■ **Exercise details**
No pictures should appear in the copy; otherwise retype the entries exactly.

(Referring expression pointing data)
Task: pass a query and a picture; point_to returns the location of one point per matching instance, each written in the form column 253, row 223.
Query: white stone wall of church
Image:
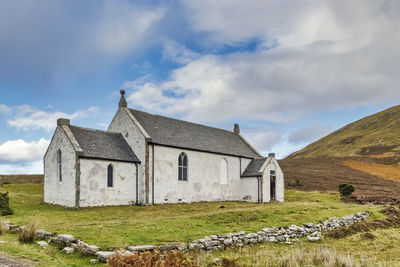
column 94, row 190
column 56, row 192
column 203, row 177
column 123, row 124
column 249, row 189
column 279, row 182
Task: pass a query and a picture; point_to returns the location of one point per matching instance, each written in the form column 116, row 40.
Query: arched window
column 223, row 174
column 110, row 176
column 59, row 163
column 182, row 167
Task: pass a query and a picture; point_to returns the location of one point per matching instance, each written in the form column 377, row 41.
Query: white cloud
column 123, row 26
column 4, row 109
column 22, row 151
column 309, row 133
column 34, row 167
column 52, row 39
column 263, row 140
column 328, row 56
column 30, row 118
column 178, row 53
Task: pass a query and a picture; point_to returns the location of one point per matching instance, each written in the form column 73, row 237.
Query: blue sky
column 288, row 72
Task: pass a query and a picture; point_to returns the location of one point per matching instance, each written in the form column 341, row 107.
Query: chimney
column 236, row 128
column 122, row 101
column 63, row 121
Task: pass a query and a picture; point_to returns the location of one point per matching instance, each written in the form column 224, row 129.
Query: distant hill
column 378, row 134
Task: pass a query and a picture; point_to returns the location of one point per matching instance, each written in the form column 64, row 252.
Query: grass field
column 382, row 250
column 117, row 226
column 128, row 225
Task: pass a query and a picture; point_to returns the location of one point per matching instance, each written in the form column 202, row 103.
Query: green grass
column 380, row 251
column 33, row 254
column 128, row 225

■ **Task solution**
Task: pass a query and a picture; point_to returns the location of one point per matching instance, each written in the form column 253, row 223.
Query: white stone wall of church
Image:
column 94, row 190
column 56, row 192
column 203, row 177
column 123, row 124
column 249, row 189
column 279, row 182
Task: pass a query and a picture; point_to returns the location of one point per matching instance, each written in the form column 116, row 40.
Query: arched window
column 223, row 174
column 110, row 176
column 59, row 163
column 182, row 167
Task: pass a query and a picture; point_to returns the location of one point per matching instance, each written in the form column 377, row 41.
Query: white cloud
column 123, row 26
column 4, row 109
column 22, row 151
column 309, row 133
column 34, row 167
column 52, row 39
column 263, row 140
column 328, row 56
column 30, row 118
column 178, row 53
Task: pass a query and a picture; point_to returns the location of one point per matching instance, each written in the form column 73, row 237.
Query: blue sky
column 288, row 72
Task: pass a query and a picture; point_to returns the location of one point per matching instance, each written in the form column 341, row 107.
Query: chimney
column 236, row 128
column 122, row 101
column 63, row 121
Task: pass a query and a picture; point_to returns the location of one point per matching instance, each written in the form column 224, row 129.
Query: distant hill
column 378, row 134
Task: pass a query and a picture; point_to returns the location of one point per matching instance, each written in the form column 64, row 252.
Query: grass field
column 382, row 250
column 117, row 226
column 128, row 225
Task: pass a query and a picture; point_to returns the location of one point per matching instance, each written in the form column 202, row 103.
Query: green grass
column 380, row 251
column 33, row 254
column 128, row 225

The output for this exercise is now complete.